◆ **Text segment**

--------

Me, a name I call myself

Okay, I wouldn’t go as far as regarding the word “me” as a name I call myself, whatever that song says, but seriously – if you ask someone what their name is, you can get a whole range of answers. They might say: my name is Joseph but my friends call me Joe. They might tell you that their family have a pet name for them, which none of their friends even know about. They may have a name their friends from college call them, a name only used by friends from their football team, or the knitting circle, or whatever. If, like me, they’re Jewish, they may have a Hebrew or Yiddish name which is only used within the Jewish community. If they’re Chinese, they may have both a Chinese name and an English name.

Years ago I had a neighbour whose name was John. His friends called him Hat. When he turned up at the pub they wouldn’t say “here’s John”, they’d say “here’s Hat, hello Hat, what are you having, Hat?”

--------

◆ **Supplied data**
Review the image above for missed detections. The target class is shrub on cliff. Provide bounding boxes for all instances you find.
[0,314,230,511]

--------

◆ **Parts of the exercise**
1. In the piece about names, what did the friends of the writer's former neighbor John call him?
2. Extend the piece about names by writing on from its final sentence.

◆ **Answers for the tasks**
1. Hat.

2.
Google say that in the name section of your profile you should put the name you are commonly known by, as though there is, for each and every person, one such name. To which I say: fiddlesticks.
Ah, they say, but you can put the other stuff in the “other names” field, and if someone looks for you under any of those names they’ll still be able to find you. Sure, that will work if they’re looking for you. But what happens if they just bump into you in conversation somewhere? How are they meant to recognise you if you’re not allowed to show all the names you are known by? My ex-neighbour would, under Google’s regulations, be forced to sign up as John Butler, and put “Hat” under “other names”. His friends wouldn’t know it’s him.
And as I look at this example I’ve just used, I’m smiling to myself, because of course the surname Butler was originally used very much in the same way that this guy’s friends use the name Hat – to distinguish which John you’re talking about. That’s how surnames evolved.
In some cultures people just don’t have surnames. Clearly they manage fine without them.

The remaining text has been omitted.